> Aim of the task: Rewrite every line of the entries below, requests included, and shift each point coordinate in the answers up by 135, adding it to both values of every pair. Leave the pictures out of your answer.

[Dataset records]
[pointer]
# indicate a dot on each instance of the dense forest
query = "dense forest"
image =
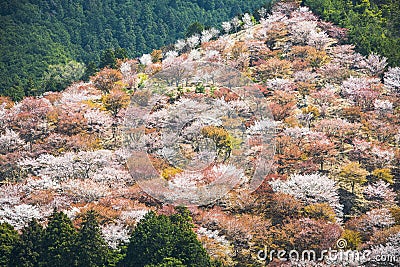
(300, 123)
(374, 25)
(39, 36)
(158, 240)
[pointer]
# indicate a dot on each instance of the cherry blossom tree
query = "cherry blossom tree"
(311, 188)
(392, 80)
(10, 141)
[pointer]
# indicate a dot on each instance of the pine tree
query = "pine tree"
(8, 238)
(158, 237)
(27, 251)
(92, 249)
(59, 242)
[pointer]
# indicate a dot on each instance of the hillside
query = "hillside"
(285, 88)
(37, 34)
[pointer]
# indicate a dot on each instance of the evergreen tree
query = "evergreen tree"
(92, 249)
(59, 242)
(90, 70)
(27, 251)
(107, 59)
(158, 237)
(8, 238)
(194, 28)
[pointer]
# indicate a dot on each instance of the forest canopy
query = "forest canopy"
(37, 35)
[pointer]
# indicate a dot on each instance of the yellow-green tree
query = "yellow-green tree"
(353, 174)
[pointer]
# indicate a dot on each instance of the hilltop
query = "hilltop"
(336, 119)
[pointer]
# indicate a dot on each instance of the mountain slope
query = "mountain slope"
(37, 33)
(336, 165)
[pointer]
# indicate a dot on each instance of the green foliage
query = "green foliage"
(374, 25)
(200, 88)
(59, 242)
(36, 34)
(92, 250)
(383, 174)
(168, 262)
(353, 174)
(158, 237)
(194, 28)
(353, 239)
(27, 251)
(61, 75)
(8, 238)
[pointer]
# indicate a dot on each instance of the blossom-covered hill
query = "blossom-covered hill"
(337, 147)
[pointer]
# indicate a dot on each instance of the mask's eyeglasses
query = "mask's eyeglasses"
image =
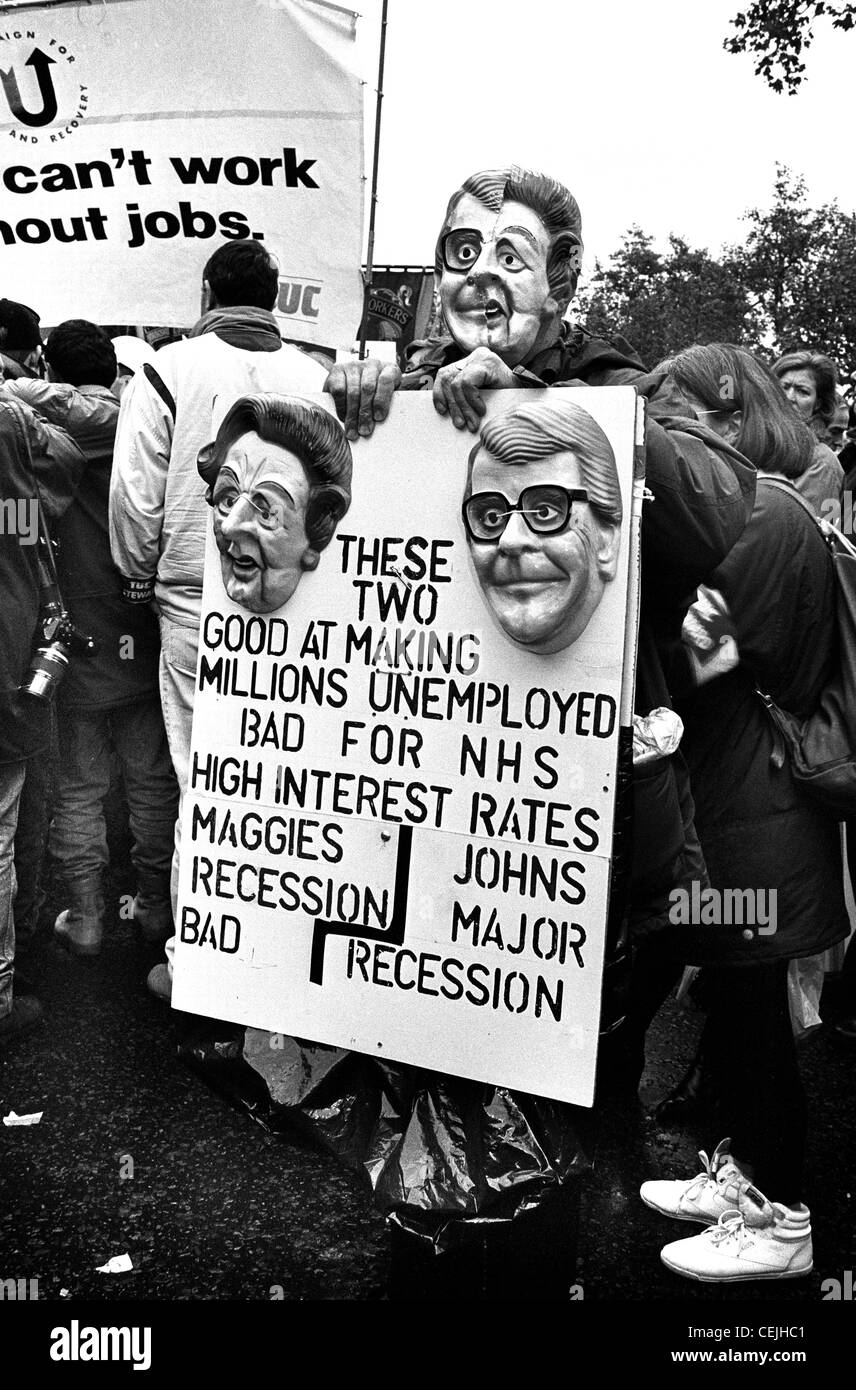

> Result of the exercise:
[pointer]
# indicate a dot on each instance of the dense forest
query = "dense forest"
image =
(435, 258)
(509, 160)
(174, 171)
(293, 375)
[pointer]
# indicate a dot on each instance of the cherry blossom tree
query = "cherry blossom tree"
(446, 323)
(527, 215)
(145, 276)
[pointer]
# indicate a dot on each instance of the pine tree
query = "pine tree"
(143, 373)
(293, 372)
(162, 386)
(227, 384)
(194, 377)
[pointer]
# indicate a dot on each instance of the hillside
query = "hillside"
(420, 223)
(172, 169)
[pointer]
# indicate a dot on each instance of the evergreen tree
query = "evergreen tree"
(227, 384)
(194, 377)
(225, 205)
(162, 386)
(242, 194)
(293, 372)
(143, 373)
(329, 163)
[pointer]
# indicate a dot on each instance of the forest canopy
query = "forest canopy"
(172, 170)
[pointer]
# indicate a dot on each instance of the yellow-green tree
query = "yellow-green tree"
(488, 309)
[pointer]
# indicate a dot on each instance of the hilltop
query = "hilltop"
(471, 254)
[pointer]
# indicate a dot on each instance of the mountain slope
query = "mountain slope"
(172, 168)
(471, 300)
[pointer]
# indicate a dot on each instance of the green foliage
query = "green foliage"
(509, 160)
(335, 223)
(194, 377)
(171, 169)
(227, 385)
(518, 309)
(303, 397)
(488, 309)
(293, 372)
(329, 163)
(488, 374)
(162, 386)
(196, 210)
(143, 373)
[pointer]
# indicate a dot on each instance of the blossom-covered hill
query = "blossom-covered hill"
(472, 282)
[pointer]
# indicate a dot on each instance of the mask's eyeglasses
query = "mask's eyeglasses"
image =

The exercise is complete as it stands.